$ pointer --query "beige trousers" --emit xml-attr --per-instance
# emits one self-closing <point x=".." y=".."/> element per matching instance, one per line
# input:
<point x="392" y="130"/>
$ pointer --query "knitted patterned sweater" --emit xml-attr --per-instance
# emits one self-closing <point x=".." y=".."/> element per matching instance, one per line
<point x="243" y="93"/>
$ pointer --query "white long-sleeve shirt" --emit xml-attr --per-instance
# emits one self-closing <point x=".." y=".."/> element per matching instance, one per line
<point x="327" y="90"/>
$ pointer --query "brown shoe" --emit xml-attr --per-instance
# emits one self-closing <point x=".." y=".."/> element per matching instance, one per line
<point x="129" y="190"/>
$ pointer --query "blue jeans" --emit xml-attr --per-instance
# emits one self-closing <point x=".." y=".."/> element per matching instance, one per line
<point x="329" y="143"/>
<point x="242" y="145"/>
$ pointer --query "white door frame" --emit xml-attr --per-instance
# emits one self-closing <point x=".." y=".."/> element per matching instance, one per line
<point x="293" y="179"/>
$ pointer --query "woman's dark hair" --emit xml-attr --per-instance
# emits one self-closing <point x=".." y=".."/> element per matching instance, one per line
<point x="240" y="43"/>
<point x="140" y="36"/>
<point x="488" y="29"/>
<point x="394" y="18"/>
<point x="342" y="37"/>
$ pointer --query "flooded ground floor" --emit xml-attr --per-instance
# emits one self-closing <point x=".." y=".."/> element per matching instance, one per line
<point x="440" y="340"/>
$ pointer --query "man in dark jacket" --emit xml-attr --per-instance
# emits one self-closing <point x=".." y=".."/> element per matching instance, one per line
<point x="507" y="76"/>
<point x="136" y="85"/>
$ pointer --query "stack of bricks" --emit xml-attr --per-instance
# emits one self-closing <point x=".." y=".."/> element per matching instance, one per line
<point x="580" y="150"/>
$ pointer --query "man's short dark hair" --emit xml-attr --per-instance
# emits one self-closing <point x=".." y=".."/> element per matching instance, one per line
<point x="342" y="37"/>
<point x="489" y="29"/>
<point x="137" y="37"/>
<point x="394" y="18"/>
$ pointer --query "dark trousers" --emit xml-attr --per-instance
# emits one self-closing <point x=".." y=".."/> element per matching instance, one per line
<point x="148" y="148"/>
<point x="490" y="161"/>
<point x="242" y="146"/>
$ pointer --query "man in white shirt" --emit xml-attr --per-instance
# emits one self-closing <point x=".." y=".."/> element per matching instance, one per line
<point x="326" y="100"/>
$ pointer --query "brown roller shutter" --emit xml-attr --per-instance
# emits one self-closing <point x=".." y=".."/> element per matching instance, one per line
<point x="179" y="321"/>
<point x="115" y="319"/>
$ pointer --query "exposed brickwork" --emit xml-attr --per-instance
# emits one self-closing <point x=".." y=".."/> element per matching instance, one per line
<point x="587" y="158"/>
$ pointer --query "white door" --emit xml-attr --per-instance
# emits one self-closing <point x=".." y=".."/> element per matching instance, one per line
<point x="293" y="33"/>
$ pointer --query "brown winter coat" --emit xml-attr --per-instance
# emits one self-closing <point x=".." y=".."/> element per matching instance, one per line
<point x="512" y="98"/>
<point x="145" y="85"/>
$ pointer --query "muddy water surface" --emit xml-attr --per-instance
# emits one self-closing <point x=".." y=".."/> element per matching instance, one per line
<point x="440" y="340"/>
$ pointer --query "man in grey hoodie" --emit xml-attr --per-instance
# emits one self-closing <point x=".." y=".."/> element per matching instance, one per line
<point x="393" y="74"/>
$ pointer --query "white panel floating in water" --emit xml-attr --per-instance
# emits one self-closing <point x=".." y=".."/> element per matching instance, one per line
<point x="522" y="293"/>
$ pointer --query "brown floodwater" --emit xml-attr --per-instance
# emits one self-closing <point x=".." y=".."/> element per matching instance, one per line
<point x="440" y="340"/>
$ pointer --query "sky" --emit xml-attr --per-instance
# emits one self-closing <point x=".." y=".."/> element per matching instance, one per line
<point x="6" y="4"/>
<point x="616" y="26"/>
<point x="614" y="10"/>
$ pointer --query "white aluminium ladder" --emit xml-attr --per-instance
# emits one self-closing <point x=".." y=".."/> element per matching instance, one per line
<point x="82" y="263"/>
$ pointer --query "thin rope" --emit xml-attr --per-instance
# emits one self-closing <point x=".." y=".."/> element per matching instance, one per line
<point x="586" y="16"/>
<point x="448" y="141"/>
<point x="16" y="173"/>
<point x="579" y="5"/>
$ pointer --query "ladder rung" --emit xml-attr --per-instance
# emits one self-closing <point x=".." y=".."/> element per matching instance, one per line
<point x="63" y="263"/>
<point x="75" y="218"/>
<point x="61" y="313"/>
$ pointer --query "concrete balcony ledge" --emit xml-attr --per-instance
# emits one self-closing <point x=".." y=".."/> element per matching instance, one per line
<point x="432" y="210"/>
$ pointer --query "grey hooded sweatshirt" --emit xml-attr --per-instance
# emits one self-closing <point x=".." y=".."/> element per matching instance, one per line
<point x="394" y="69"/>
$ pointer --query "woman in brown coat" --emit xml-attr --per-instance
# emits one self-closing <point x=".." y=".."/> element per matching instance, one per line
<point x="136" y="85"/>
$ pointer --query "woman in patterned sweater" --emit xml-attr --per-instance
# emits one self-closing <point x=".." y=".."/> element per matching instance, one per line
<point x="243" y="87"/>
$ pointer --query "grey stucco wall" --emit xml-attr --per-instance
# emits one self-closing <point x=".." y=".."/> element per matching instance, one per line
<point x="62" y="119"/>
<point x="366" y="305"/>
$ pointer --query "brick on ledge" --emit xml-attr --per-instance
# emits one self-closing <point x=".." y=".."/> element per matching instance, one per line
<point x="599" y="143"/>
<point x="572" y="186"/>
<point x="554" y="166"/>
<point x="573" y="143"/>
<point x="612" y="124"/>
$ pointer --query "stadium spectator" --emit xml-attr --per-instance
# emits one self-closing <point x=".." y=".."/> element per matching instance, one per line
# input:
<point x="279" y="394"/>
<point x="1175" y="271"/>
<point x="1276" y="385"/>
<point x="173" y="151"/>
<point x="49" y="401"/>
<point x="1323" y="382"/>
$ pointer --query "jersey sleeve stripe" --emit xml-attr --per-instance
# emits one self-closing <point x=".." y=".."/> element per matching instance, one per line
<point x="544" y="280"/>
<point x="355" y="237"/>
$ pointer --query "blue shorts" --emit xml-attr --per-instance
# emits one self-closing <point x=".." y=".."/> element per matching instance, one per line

▶ OBJECTIVE
Restate the whole listing exactly.

▶ ANSWER
$ pointer --query "beige trousers" --emit xml-attr --per-instance
# emits one self-closing <point x=".." y=".."/> element per matching instance, one per line
# input:
<point x="392" y="130"/>
$ pointer --query "knitted patterned sweater" --emit xml-attr --per-instance
# emits one self-closing <point x=".." y=".."/> element per matching instance, one per line
<point x="243" y="93"/>
$ pointer --query "white long-sleeve shirt" --emit xml-attr --per-instance
# emits one self-closing <point x=".." y=".."/> element per matching instance, one per line
<point x="327" y="90"/>
$ pointer --query "brown shoe" --emit xml-attr --per-instance
# emits one self-closing <point x=".." y=".."/> element per matching instance, one per line
<point x="129" y="190"/>
$ pointer --query "blue jeans" --emit xml-attr --per-instance
# emits one self-closing <point x=".." y=".."/> element per matching instance, one per line
<point x="329" y="143"/>
<point x="242" y="145"/>
$ pointer --query "white door frame" --emit xml-attr --per-instance
# emits one self-closing <point x=".." y=".."/> element per matching instance, one per line
<point x="293" y="179"/>
$ pointer --query "woman's dark hair" --emit xml-attr --per-instance
# emits one self-closing <point x=".." y=".."/> element per matching instance, one per line
<point x="240" y="43"/>
<point x="140" y="36"/>
<point x="488" y="29"/>
<point x="394" y="18"/>
<point x="342" y="37"/>
$ pointer --query "flooded ground floor" --emit xml-attr --per-instance
# emits one self-closing <point x=".." y=".."/> element per matching instance, one per line
<point x="440" y="340"/>
$ pointer --query "man in dark jacket" --emit xml-attr --per-instance
# emits one self-closing <point x=".." y=".."/> element per matching instance, one per line
<point x="507" y="76"/>
<point x="136" y="85"/>
$ pointer --query "stack of bricks" --emit xml-attr --per-instance
# emits one self-closing <point x=".." y=".."/> element per matching instance, one per line
<point x="580" y="150"/>
$ pointer --query "man's short dark hair" --emit xml-attr --per-instance
# emits one self-closing <point x=".." y=".."/> element per matching instance, one per line
<point x="342" y="37"/>
<point x="489" y="29"/>
<point x="137" y="37"/>
<point x="394" y="18"/>
$ pointer --query "dark trousers" --emit xml-attr --per-instance
# emits one self-closing <point x=".." y=".."/> element per matching instance, one per line
<point x="148" y="148"/>
<point x="490" y="161"/>
<point x="242" y="146"/>
$ pointer --query "man in white shirt" --emit xml-attr --per-instance
# emits one self-closing <point x=".." y=".."/> element per matching instance, one per line
<point x="326" y="100"/>
$ pointer --query "brown roller shutter" --emit xml-attr --per-instance
# emits one self-closing <point x=".." y=".."/> element per matching instance, one per line
<point x="179" y="321"/>
<point x="115" y="319"/>
$ pointer --query "exposed brickwork" --emit xml-attr --per-instance
# emits one self-closing <point x=".." y=".."/> element per matching instance, one per line
<point x="587" y="158"/>
$ pointer --query "white door" --emit xml-attr --per-instance
# emits one self-closing <point x=".." y=".."/> element per matching instance, one per line
<point x="293" y="33"/>
$ pointer --query "brown winter coat" --emit xml-attr --per-instance
# emits one self-closing <point x=".." y=".."/> element per matching instance, one per line
<point x="512" y="98"/>
<point x="145" y="85"/>
$ pointer --query "muddy water surface" --emit xml-attr --per-instance
# emits one self-closing <point x=".." y=".."/> element per matching instance, one per line
<point x="440" y="340"/>
$ pointer --query "man in grey hoodie" --emit xml-attr --per-instance
# emits one self-closing <point x=".." y=".."/> element per matching instance, one per line
<point x="393" y="74"/>
$ pointer --query "white panel floating in water" --emit xml-attr --per-instance
# emits one self-closing <point x=".." y=".."/> element per matching instance, one per line
<point x="522" y="293"/>
$ pointer --query "brown floodwater" --emit xml-attr --per-instance
# emits one self-closing <point x=".." y=".."/> element per matching instance, one per line
<point x="440" y="340"/>
$ pointer --query "sky" --emit xml-attr --per-instance
# emits one self-closing <point x=".." y=".."/> element per matching instance, one per line
<point x="6" y="4"/>
<point x="616" y="26"/>
<point x="614" y="10"/>
$ pointer --query "white aluminium ladder" --emit xml-attr --per-instance
# emits one self-closing <point x=".." y=".."/> element per matching instance, one per line
<point x="82" y="263"/>
$ pointer --query "thin rope" --emit xml-attr --per-instance
# emits one self-closing <point x=".." y=".."/> element per matching instance, one per line
<point x="586" y="16"/>
<point x="448" y="141"/>
<point x="16" y="173"/>
<point x="579" y="5"/>
$ pointer --query "ladder rung" --emit xml-attr --per-instance
# emits one self-closing <point x=".." y=".."/> element per matching instance, one per line
<point x="63" y="263"/>
<point x="75" y="218"/>
<point x="61" y="313"/>
$ pointer --query "concrete balcony ledge" --emit xml-attr --per-instance
# emits one self-closing <point x=".." y=".."/> element per matching instance, one per line
<point x="432" y="210"/>
$ pointer --query "grey hooded sweatshirt" --emit xml-attr --per-instance
# emits one self-closing <point x=".." y=".."/> element per matching instance, one per line
<point x="394" y="69"/>
$ pointer --query "woman in brown coat" --emit xml-attr --per-instance
# emits one self-closing <point x=".." y=".."/> element per matching instance, one per line
<point x="136" y="85"/>
$ pointer --query "woman in patterned sweater" --emit xml-attr --per-instance
# emits one self-closing <point x=".." y=".."/> element per matching instance, one per line
<point x="243" y="87"/>
$ pointer --query "grey stucco wall" --emit xml-attr --per-instance
# emits one self-closing <point x=".." y=".."/> element per matching instance, one per line
<point x="62" y="119"/>
<point x="366" y="305"/>
$ pointer --query "brick on ledge" --emit xml-attr --per-instance
# emits one self-closing <point x=".." y=".."/> element per matching instance, one per line
<point x="599" y="143"/>
<point x="572" y="186"/>
<point x="554" y="166"/>
<point x="573" y="143"/>
<point x="612" y="124"/>
$ pointer --query "stadium spectator" --emit xml-attr --per-instance
# emits one self-closing <point x=".." y=".."/> element per matching instance, one per line
# input:
<point x="279" y="394"/>
<point x="1175" y="271"/>
<point x="1276" y="385"/>
<point x="173" y="151"/>
<point x="49" y="401"/>
<point x="1323" y="382"/>
$ pointer --query "jersey sleeve stripe" --emit xml-attr --per-instance
# emits one self-closing <point x=".." y=".."/> element per matching instance, one per line
<point x="544" y="280"/>
<point x="355" y="237"/>
$ pointer --query "blue shorts" --emit xml-attr --per-instance
# emits one self-closing <point x=".." y=".."/> element per matching instance, one per line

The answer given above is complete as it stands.